▶ [EXCERPT TO READ]:
The Race for Industrial Space

The need for industrial logistics space has never been higher. In compiled research by JLL across sixty US markets, vacancy rates for warehouse space is the lowest on record. Fueling this gap in supply is the fact that three quarters of the industrial warehouse space in the United States is twenty years or older. This inventory has lower ceiling heights, fewer dock doors, and limited trailer parking. This is especially a problem for overnight and next day deliveries which have exploded in popularity during the Covid era. The ability to meet this demand has led industrial developers to pay higher land premiums for urban area locations. Rents nationally are up 37% from one year ago, with the hottest markets including New York City, Los Angeles, and other coastal cities up 50% year over year.

▶ [WHAT THE EXERCISE ASKS]:
Print the part of the passage on industrial space that begins at the words "The need for" and stops after "year over year.". The rows that come next are separate material and have nothing to do with the passage on industrial space.

▶ [EXTRACTED INFORMATION]:
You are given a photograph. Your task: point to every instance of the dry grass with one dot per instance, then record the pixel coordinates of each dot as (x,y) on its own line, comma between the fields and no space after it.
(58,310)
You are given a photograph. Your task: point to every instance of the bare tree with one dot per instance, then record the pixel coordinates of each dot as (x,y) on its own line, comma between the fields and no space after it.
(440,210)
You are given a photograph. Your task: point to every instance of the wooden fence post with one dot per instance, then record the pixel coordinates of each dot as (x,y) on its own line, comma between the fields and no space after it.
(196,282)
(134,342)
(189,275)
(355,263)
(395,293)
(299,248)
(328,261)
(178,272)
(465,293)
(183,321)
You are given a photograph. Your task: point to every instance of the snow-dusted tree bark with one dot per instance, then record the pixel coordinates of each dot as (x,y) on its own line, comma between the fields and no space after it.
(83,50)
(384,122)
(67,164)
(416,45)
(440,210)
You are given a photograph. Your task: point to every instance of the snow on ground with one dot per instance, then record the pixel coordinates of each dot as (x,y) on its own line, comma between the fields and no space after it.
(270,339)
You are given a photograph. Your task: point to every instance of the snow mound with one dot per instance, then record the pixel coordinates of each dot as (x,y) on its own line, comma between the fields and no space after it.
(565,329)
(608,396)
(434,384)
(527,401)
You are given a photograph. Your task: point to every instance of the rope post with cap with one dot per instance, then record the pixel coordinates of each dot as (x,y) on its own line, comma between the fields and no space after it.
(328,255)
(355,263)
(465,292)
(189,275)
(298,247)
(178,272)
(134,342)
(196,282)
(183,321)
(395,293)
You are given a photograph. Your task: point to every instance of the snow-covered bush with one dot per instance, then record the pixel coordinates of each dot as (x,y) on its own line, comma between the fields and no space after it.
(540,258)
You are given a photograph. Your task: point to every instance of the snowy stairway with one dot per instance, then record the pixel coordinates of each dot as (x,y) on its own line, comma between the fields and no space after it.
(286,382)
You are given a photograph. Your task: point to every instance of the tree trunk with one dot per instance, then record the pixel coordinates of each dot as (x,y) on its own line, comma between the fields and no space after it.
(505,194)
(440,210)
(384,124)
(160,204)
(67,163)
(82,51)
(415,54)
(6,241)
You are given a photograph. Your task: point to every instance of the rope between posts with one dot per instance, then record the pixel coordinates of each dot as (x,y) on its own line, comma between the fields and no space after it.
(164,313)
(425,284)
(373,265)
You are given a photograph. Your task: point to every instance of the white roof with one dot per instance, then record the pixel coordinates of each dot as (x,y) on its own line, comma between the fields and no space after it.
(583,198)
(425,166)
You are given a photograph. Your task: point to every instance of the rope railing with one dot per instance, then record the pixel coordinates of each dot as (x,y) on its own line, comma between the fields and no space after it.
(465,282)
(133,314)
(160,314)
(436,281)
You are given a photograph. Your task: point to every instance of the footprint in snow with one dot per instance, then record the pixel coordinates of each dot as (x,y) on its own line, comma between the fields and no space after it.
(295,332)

▶ [TASK RESULT]:
The need for industrial logistics space has never been higher. In compiled research by JLL across sixty US markets, vacancy rates for warehouse space is the lowest on record. Fueling this gap in supply is the fact that three quarters of the industrial warehouse space in the United States is twenty years or older. This inventory has lower ceiling heights, fewer dock doors, and limited trailer parking. This is especially a problem for overnight and next day deliveries which have exploded in popularity during the Covid era. The ability to meet this demand has led industrial developers to pay higher land premiums for urban area locations. Rents nationally are up 37% from one year ago, with the hottest markets including New York City, Los Angeles, and other coastal cities up 50% year over year.